> _The request_: Gather every line in the rows below that contains the string "building", treating uppercase and lowercase as distinct.

-- Start of Data lines --

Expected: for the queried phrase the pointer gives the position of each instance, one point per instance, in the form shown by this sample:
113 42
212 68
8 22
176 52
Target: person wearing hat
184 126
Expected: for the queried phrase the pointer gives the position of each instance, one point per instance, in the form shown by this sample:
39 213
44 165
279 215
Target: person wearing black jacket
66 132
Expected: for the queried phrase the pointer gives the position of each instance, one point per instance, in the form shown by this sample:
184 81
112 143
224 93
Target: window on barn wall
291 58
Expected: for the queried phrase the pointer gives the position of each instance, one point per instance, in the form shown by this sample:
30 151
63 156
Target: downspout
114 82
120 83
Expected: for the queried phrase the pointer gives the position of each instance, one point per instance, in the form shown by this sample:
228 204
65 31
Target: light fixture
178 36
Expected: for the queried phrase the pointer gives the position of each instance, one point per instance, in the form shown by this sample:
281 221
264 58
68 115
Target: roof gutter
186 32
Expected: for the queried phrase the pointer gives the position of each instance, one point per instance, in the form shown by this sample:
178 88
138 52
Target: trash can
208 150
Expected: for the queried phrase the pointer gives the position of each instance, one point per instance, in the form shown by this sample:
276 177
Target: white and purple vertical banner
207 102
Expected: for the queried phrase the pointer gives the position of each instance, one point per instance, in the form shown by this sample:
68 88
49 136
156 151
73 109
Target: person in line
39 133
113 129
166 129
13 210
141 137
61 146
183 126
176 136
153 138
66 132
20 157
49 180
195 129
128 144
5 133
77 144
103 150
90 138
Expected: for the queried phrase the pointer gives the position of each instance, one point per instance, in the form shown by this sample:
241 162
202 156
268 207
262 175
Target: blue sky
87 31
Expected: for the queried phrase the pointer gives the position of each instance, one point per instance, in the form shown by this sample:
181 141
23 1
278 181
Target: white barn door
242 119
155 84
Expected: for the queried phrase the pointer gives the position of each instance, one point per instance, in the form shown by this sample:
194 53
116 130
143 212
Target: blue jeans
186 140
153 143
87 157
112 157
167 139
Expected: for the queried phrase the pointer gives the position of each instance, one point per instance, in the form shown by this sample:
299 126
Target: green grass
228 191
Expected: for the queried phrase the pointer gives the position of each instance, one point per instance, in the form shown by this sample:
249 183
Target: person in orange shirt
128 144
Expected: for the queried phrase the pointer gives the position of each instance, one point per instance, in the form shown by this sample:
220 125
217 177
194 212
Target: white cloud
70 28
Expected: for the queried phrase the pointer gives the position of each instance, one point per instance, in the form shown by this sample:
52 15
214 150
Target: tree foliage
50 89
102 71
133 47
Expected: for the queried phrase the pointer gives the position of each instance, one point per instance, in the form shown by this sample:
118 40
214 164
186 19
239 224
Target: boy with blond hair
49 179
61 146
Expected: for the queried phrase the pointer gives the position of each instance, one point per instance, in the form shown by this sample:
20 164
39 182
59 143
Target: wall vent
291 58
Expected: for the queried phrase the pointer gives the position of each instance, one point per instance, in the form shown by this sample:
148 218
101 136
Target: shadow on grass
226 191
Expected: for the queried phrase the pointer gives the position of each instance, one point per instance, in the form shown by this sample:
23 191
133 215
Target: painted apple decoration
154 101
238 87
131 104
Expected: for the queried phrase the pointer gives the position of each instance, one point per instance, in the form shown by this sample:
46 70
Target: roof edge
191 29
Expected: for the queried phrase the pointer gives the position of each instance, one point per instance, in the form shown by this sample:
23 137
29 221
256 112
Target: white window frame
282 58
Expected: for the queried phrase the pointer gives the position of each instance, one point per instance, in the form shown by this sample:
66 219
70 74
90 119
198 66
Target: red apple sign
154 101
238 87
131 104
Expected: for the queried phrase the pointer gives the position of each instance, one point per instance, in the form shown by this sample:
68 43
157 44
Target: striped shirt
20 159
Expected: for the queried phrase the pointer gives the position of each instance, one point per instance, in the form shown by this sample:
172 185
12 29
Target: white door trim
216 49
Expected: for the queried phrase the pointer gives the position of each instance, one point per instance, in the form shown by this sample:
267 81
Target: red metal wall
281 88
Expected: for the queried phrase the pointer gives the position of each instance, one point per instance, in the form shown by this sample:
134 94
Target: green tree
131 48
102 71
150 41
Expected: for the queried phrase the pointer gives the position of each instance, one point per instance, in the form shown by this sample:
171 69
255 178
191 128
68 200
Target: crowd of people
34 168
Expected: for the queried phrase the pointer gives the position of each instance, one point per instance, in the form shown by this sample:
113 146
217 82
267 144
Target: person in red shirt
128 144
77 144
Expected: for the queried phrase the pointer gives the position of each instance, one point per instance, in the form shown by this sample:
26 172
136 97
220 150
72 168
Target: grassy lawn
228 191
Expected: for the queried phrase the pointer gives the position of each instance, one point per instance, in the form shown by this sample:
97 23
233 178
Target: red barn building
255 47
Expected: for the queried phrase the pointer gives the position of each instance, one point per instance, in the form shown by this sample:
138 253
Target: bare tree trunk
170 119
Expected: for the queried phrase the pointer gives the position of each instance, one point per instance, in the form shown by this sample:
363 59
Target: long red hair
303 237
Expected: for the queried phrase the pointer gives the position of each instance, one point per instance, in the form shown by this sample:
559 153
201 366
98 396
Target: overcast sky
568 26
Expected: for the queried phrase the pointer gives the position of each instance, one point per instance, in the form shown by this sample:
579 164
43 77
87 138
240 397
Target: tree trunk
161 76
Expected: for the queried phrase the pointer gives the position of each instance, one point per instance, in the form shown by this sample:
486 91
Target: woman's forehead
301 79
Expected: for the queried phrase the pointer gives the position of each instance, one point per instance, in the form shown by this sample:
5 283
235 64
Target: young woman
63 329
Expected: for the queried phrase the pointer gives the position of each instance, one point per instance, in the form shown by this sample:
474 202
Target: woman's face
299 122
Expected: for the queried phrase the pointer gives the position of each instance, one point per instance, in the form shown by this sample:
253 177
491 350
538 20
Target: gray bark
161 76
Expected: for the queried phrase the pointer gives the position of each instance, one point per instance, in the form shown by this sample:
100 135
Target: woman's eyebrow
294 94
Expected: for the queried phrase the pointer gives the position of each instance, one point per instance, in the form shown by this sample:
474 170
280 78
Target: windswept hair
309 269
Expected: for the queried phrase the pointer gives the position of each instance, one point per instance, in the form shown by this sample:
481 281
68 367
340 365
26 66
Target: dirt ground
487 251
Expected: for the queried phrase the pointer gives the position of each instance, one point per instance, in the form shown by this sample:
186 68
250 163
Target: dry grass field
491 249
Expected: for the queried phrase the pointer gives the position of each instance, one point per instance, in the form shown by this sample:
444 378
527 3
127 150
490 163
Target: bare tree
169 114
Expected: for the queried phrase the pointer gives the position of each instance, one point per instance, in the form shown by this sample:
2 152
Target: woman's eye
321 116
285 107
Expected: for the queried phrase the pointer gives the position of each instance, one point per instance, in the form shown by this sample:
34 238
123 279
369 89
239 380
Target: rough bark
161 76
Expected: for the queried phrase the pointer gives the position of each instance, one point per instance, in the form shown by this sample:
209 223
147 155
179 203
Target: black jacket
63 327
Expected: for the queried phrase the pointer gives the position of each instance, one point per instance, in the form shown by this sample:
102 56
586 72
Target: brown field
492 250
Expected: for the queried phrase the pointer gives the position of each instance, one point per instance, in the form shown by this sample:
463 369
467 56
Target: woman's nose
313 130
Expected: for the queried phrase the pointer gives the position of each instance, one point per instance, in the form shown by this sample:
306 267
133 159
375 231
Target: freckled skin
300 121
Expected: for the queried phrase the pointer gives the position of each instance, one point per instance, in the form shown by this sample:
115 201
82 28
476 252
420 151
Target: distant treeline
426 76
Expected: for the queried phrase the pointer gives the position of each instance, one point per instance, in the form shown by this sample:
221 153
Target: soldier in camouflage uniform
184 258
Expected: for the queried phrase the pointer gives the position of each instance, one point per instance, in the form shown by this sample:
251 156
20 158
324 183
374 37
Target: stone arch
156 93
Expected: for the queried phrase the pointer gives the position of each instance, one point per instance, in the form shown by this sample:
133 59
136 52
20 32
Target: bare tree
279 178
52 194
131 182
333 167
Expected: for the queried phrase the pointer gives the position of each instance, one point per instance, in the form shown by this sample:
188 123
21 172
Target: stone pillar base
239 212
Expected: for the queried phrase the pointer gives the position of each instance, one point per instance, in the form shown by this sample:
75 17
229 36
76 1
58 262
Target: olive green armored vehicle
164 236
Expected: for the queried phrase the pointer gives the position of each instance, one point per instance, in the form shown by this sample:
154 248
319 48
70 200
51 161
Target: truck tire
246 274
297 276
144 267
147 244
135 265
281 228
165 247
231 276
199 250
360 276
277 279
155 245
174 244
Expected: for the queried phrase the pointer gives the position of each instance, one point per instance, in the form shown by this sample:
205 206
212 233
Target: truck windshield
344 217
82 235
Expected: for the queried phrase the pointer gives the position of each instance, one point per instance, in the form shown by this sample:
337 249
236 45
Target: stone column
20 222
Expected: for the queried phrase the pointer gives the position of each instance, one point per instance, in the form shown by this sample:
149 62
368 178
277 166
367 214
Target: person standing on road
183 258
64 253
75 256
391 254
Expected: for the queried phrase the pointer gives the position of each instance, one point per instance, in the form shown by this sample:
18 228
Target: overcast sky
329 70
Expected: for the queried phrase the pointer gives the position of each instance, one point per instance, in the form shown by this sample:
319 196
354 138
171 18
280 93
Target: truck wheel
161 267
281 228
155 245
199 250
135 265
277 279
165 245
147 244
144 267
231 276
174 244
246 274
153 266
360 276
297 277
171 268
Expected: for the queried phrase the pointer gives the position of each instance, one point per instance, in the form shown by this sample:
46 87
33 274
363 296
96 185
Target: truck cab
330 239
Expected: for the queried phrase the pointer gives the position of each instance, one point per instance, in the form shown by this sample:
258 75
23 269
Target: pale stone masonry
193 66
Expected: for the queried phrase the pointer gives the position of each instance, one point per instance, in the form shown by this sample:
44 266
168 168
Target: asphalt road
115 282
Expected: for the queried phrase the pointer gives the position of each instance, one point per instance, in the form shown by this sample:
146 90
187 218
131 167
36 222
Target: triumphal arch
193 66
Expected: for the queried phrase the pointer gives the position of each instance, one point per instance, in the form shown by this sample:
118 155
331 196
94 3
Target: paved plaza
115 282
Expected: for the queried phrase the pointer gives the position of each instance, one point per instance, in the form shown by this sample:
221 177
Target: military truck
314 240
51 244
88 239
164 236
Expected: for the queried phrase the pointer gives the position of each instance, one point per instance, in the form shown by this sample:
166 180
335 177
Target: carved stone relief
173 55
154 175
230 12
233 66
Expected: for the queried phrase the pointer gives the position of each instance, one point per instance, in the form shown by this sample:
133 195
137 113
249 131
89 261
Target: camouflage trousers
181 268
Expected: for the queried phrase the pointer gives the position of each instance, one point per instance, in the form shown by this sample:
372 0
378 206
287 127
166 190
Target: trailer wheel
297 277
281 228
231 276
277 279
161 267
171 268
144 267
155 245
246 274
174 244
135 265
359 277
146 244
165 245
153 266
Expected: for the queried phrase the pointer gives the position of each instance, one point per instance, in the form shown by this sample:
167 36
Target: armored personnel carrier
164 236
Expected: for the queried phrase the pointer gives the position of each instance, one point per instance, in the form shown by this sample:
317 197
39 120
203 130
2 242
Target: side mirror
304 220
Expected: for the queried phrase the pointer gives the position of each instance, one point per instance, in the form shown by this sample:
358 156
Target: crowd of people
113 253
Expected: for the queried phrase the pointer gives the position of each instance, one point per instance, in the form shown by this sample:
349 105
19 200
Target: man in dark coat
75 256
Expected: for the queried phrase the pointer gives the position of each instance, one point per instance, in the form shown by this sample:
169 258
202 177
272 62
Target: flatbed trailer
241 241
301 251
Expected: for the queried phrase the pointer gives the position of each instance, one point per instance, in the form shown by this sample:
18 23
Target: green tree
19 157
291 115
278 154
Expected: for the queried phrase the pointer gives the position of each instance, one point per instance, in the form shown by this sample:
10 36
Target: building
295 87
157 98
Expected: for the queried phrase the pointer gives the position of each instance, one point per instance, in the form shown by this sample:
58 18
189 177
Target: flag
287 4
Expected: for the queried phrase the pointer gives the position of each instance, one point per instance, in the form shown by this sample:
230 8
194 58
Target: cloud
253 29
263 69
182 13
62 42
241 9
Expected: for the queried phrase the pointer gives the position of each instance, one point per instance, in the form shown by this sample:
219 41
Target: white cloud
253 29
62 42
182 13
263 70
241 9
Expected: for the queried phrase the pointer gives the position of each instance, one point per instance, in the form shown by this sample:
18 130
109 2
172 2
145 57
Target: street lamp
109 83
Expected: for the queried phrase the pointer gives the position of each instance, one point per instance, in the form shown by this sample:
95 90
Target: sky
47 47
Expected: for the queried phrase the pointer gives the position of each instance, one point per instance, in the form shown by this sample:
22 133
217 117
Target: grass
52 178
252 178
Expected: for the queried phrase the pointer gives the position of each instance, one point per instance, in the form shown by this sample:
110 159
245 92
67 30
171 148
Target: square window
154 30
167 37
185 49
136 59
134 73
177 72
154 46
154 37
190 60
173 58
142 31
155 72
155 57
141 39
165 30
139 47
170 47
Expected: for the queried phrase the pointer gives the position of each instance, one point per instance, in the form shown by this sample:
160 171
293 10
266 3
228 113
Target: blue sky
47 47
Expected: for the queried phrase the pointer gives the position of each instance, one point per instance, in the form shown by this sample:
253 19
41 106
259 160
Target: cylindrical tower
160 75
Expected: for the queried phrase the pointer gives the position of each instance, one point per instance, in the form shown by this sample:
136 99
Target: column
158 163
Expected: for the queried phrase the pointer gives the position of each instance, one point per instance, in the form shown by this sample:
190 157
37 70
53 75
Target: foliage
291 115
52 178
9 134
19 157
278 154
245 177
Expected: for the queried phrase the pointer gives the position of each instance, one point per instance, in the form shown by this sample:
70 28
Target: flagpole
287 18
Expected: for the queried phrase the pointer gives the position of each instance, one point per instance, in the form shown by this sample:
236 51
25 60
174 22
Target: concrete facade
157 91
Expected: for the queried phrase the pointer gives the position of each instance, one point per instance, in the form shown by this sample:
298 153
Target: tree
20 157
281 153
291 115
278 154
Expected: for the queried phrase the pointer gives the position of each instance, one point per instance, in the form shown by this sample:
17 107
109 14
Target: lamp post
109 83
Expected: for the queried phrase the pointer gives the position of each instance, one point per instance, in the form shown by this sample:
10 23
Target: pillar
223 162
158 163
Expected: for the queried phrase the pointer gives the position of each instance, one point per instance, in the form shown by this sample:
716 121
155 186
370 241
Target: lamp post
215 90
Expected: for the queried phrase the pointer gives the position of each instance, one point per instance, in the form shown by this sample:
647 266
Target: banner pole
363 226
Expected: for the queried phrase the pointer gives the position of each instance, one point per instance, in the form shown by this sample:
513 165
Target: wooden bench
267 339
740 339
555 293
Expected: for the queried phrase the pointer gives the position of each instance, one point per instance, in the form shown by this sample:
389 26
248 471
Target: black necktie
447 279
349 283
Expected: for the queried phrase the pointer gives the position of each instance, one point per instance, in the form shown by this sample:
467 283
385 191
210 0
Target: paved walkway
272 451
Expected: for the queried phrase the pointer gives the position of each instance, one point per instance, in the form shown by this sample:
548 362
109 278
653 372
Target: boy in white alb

-- End of Data lines --

> _Output of the task_:
Target: red barn building
Target: building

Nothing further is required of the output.